### Source extract
1. Field of the Invention
The present invention relates generally to the measurement and/or display of position or location by means of electromagnetic signaling and more particularly to location measurement and/or display utilizing near field signals in conjunction with a calibration process.
2. Related Art
Radio frequency (RF) techniques have been proposed to solve many ranging and position measuring problems in industry. For example, significant cost reduction is possible if inventories could be automatically tracked in a warehouse. Hospitals need to know the location of resources such as wheel chairs, gurneys, and diagnostic equipment for speedy retrieval when needed and for cost efficient operations. Hotels and resorts need to know the location of resources such as projectors, lawn mowers, golf carts, etc. Position information could inform a security system keeping track of inventories in a retail establishment and guarding against theft. Position information is critical to the national 911 system to enable first responders to know instantly the location of a call to 911 from a person in distress.
Accurate, affordable position information however has been elusive. A principal source of difficulty arises from the fact that typical environments are not ideal. Outdoors, typical environments contain objects such as trees, hills, buildings, cars and such that disrupt ideal planar uniform behavior. Similarly inside, objects such as walls, studs, pipes, desks, filing cabinets, and lights tend to attenuate or block signals as well as generate multi-path reflections. In both cases, real world environments have complicated behaviors that defy exact reliable predictions.
A variety of prior art seeks to overcome complicated propagation environments by mapping a signal characteristic corresponding to particular locations of interest. These techniques are sometimes collectively referred to as “RF fingerprinting.” The motivation behind these techniques is the hope that a sufficiently accurate map can be made to uniquely identify a particular transmit position in the same way a human fingerprint serves to uniquely identify a particular person.
One RF fingerprinting approach is to deploy a network of sensors throughout an area in which one desires to track personnel or assets. Received signal strengths at each sensor may be compared to calibration, reference or experimental data to determine which previously measured location yields the best fit to a currently received signal. Christ (U.S. Pat. No. 5,977,913) uses this technique to localize personnel and Gray et al (U.S. Pat. No. 6,674,403) use this technique to track wireless devices. However, positioning based on relative signal strength is notoriously inaccurate. Network signal strength measurements may serve to localize a transmitter to a particular zone, but usually require at least one sensor per zone. This often makes it uneconomical to achieve high precision positioning. Also, the propagation environment may change significantly based on the presence of people, goods, or other transient objects that may not have been present or may have been in different positions at the time a calibration was performed.
An alternate RF fingerprinting technique attempts to use multi-path signals arriving at an antenna array to localize a transmitter. Multipath signals arriving at the antenna array are compared to a database of calibrated multipath signal signatures and corresponding locations. The location whose calibrated signal signature best matches the measured signature is selected as the most likely transmitter location. Hilsenrath (U.S. Pat. No. 6,026,304) suggested this technique in conjunction with a system to localize cellular phone transmissions. More sophisticated techniques for signature matching were taught by Wax et al (U.S. Pat. Nos. 6,064,339; 6,104,344; 6,108,557; 6,112,095). These techniques may be used to make more economical assignments of cellular subscribers to base stations as taught by Grubeck et al (U.S. Pat. No. 6,154,657), or applied to CDMA systems as taught by Wax et al (U.S. Pat. No. 6,249,680). Furthermore, Wang et al (U.S. Pat. No. 6,282,426) teach using time of arrival signals and simulated ray tracing. All of these techniques rely on the hope that the multi-path environment will be sufficiently stable and static to be repeatable.

### What the exercise asks
Answer these questions from the patent background text:
(a) What name is sometimes used collectively for techniques that map a signal characteristic to particular locations of interest?
(b) Which patent number is given for Christ's use of signal strength comparison to localize personnel?
(c) What does the Wang et al patent teach using?

(Stored data entries)

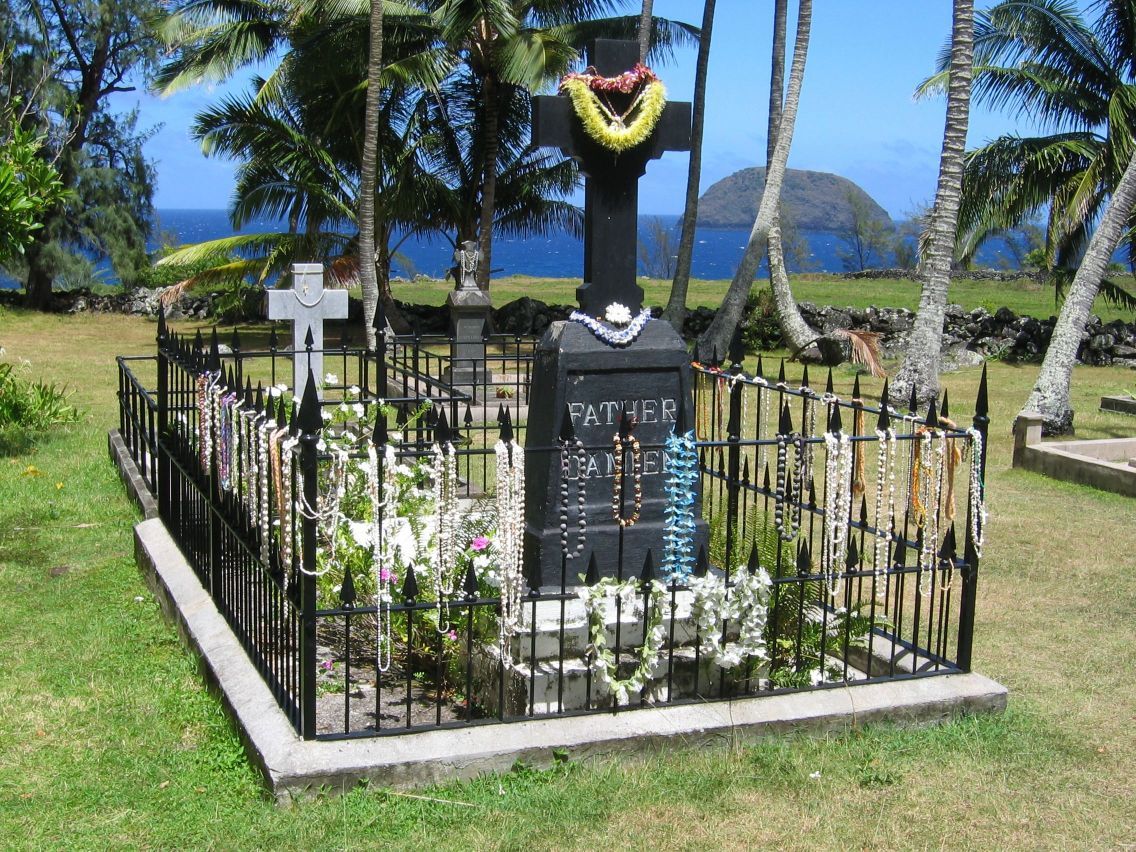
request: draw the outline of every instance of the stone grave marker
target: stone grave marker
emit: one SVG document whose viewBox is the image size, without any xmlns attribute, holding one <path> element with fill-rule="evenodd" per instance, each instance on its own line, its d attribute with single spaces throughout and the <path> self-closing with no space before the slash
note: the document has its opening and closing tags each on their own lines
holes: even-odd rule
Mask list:
<svg viewBox="0 0 1136 852">
<path fill-rule="evenodd" d="M 636 64 L 638 47 L 635 42 L 598 40 L 587 58 L 596 73 L 611 77 Z M 615 438 L 625 412 L 637 420 L 633 434 L 642 445 L 643 499 L 640 520 L 623 529 L 624 576 L 638 574 L 649 549 L 653 550 L 657 565 L 662 554 L 666 506 L 662 444 L 676 420 L 687 424 L 687 428 L 694 421 L 690 408 L 690 356 L 669 323 L 648 321 L 629 341 L 620 340 L 619 333 L 629 327 L 627 315 L 636 317 L 643 303 L 643 290 L 635 281 L 638 178 L 648 161 L 663 151 L 688 150 L 690 133 L 690 105 L 668 103 L 644 142 L 615 153 L 584 132 L 569 98 L 534 99 L 533 143 L 559 148 L 580 164 L 586 177 L 584 282 L 576 295 L 587 324 L 552 324 L 537 344 L 529 396 L 526 570 L 531 582 L 538 582 L 545 588 L 559 588 L 561 582 L 577 585 L 577 575 L 585 571 L 592 552 L 602 575 L 617 571 L 620 526 L 612 511 Z M 617 319 L 608 323 L 603 318 L 613 304 L 629 310 L 610 312 Z M 540 448 L 557 445 L 566 411 L 576 436 L 587 448 L 583 462 L 587 540 L 584 552 L 568 562 L 562 576 L 560 456 Z M 627 452 L 623 485 L 626 515 L 633 506 L 632 463 L 632 453 Z M 575 477 L 579 466 L 575 458 L 569 462 L 570 549 L 577 529 Z M 704 536 L 704 525 L 700 526 L 700 535 Z"/>
<path fill-rule="evenodd" d="M 268 291 L 268 318 L 292 320 L 292 392 L 298 400 L 303 399 L 309 368 L 317 381 L 324 375 L 324 320 L 346 317 L 348 291 L 324 290 L 323 264 L 293 264 L 292 289 Z"/>
</svg>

### Solution to this task
(a) "RF fingerprinting."
(b) U.S. Pat. No. 5,977,913.
(c) Time of arrival signals and simulated ray tracing.